- _Yapılacak iş_:
Aşağıda Müslüman gezginlerin tatil eğilimlerini anlatan metni eksiksiz ve hiçbir şeyini değiştirmeden yeniden yazın.

- _Okuma metni_:
Müslüman gezginin konfor anlayışı da dönüşüyor. Artık yalnızca temel ihtiyaçların karşılandığı tatil seçenekleri yeterli görülmüyor; lüks, estetik, deneyim odaklı ve yüksek hizmet kalitesi sunan tatil alternatiflerine olan ilgi giderek artıyor. Helal ve kaliteli hizmeti bir arada talep eden, bu konuda bilinçli bir tüketici kitlesi doğmuş durumda.
Destinasyon tercihleri açısından Türkiye hâlâ tüm pazarlarda en çok tercih edilen ülke olma konumunu sürdürüyor. Özellikle helal özellikli resort otelleriyle Türkiye, bu alanda dünya liderliğini elinde bulunduruyor. Ancak son yıllarda misafirlerin destinasyon tercihlerinde daha cesur, daha keşif odaklı bir eğilim geliştiğini de gözlemliyoruz. Maldivler romantik seyahatler için hâlâ revaçta, Mısır ve Birleşik Arap Emirlikleri gibi ülkeler ise hem modern hem İslami değerlere uyumlu tatil sunma açısından ön plana çıkıyor. Bosna-Hersek, Fas, Özbekistan, Suudi Arabistan ve Umman gibi kültürel zenginliği yüksek destinasyonlar da yükselişte.

- _Verilen malzeme_:
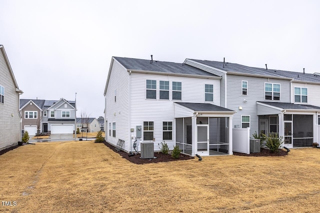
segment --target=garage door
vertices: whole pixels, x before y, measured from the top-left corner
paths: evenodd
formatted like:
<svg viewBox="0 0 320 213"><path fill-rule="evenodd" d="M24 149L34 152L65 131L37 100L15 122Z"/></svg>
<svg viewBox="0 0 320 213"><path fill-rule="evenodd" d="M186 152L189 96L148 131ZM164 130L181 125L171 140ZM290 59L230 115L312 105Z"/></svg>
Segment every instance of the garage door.
<svg viewBox="0 0 320 213"><path fill-rule="evenodd" d="M74 134L74 125L52 124L51 134Z"/></svg>
<svg viewBox="0 0 320 213"><path fill-rule="evenodd" d="M36 126L24 126L24 132L27 131L29 135L36 135Z"/></svg>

- _Alıştırma çıktısı_:
Müslüman gezginin konfor anlayışı da dönüşüyor. Artık yalnızca temel ihtiyaçların karşılandığı tatil seçenekleri yeterli görülmüyor; lüks, estetik, deneyim odaklı ve yüksek hizmet kalitesi sunan tatil alternatiflerine olan ilgi giderek artıyor. Helal ve kaliteli hizmeti bir arada talep eden, bu konuda bilinçli bir tüketici kitlesi doğmuş durumda.
Destinasyon tercihleri açısından Türkiye hâlâ tüm pazarlarda en çok tercih edilen ülke olma konumunu sürdürüyor. Özellikle helal özellikli resort otelleriyle Türkiye, bu alanda dünya liderliğini elinde bulunduruyor. Ancak son yıllarda misafirlerin destinasyon tercihlerinde daha cesur, daha keşif odaklı bir eğilim geliştiğini de gözlemliyoruz. Maldivler romantik seyahatler için hâlâ revaçta, Mısır ve Birleşik Arap Emirlikleri gibi ülkeler ise hem modern hem İslami değerlere uyumlu tatil sunma açısından ön plana çıkıyor. Bosna-Hersek, Fas, Özbekistan, Suudi Arabistan ve Umman gibi kültürel zenginliği yüksek destinasyonlar da yükselişte.